▶ AIM: Copy out the material below from its first line through the line that contains "column 1240, row 503", keeping both ends.

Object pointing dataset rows
_ _ _ _ _ _ _

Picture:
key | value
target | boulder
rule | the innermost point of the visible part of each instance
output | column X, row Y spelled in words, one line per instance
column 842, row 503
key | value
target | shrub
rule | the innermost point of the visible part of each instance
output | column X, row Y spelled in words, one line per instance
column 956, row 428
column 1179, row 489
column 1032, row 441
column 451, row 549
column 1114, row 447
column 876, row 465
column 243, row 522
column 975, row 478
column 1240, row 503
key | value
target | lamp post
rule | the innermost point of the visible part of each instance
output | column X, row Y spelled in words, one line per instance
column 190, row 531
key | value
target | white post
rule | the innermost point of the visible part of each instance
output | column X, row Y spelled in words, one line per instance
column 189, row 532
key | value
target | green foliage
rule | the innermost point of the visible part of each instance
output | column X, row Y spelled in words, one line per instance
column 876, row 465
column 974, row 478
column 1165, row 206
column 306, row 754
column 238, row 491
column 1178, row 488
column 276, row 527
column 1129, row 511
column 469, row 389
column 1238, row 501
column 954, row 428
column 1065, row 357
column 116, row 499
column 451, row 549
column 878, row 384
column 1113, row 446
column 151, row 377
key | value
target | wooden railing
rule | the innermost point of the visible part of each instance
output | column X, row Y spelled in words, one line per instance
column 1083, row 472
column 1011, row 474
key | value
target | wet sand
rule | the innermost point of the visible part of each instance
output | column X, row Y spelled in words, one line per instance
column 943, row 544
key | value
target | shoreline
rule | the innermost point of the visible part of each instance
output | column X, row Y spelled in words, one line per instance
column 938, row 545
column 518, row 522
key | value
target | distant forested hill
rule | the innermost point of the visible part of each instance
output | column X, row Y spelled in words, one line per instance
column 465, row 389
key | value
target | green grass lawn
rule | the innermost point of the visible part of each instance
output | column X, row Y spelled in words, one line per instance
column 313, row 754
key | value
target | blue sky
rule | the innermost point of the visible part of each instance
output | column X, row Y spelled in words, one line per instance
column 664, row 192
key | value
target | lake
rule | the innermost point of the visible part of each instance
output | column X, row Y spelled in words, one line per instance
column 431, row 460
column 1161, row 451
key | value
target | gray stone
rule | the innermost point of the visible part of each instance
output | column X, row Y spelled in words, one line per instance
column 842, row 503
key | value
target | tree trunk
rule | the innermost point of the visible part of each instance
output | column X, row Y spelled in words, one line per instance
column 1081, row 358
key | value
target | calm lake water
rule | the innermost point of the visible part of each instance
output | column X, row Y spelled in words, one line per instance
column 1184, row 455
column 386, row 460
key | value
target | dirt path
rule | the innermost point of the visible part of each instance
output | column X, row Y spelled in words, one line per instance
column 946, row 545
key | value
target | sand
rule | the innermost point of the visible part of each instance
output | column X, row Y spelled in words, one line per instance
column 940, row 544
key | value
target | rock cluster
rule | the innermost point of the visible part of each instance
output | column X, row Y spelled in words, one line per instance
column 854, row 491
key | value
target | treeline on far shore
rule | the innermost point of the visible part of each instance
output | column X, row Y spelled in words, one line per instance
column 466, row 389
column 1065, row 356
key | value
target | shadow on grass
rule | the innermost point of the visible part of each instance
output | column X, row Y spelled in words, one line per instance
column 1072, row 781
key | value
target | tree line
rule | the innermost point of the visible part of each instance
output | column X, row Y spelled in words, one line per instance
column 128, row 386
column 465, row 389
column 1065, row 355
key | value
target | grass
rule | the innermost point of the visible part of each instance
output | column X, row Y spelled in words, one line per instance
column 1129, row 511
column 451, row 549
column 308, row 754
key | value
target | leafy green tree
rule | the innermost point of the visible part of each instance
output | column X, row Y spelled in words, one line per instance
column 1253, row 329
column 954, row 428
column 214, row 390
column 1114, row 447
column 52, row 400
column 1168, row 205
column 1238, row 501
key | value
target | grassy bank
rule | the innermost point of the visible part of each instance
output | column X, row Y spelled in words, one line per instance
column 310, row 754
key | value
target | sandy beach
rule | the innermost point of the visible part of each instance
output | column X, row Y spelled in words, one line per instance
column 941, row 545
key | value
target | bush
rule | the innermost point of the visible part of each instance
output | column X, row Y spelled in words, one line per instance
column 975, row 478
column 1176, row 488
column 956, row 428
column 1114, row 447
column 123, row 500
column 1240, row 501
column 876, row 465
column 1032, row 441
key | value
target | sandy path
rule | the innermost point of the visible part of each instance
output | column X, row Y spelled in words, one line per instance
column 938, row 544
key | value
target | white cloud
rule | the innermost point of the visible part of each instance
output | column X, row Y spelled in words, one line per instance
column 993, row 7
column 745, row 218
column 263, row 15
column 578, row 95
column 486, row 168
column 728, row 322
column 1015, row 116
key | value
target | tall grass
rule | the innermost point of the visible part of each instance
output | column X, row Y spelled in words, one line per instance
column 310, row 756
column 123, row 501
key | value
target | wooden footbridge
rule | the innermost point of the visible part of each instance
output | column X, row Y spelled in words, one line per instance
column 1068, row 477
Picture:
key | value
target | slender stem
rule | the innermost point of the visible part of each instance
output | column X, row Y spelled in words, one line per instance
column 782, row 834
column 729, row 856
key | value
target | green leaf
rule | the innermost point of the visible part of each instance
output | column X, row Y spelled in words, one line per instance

_ _ _ _ _ _ _

▶ TASK SOLUTION:
Picture:
key | value
target | boulder
rule | the innermost point of the visible part of each instance
output | column X, row Y spelled in words, one line per instance
column 842, row 503
key | value
target | shrub
rule | the innermost point of the visible part of each instance
output | column X, row Y spelled in words, one line per instance
column 956, row 428
column 1179, row 489
column 1032, row 441
column 451, row 549
column 1114, row 447
column 876, row 465
column 243, row 522
column 975, row 478
column 1240, row 503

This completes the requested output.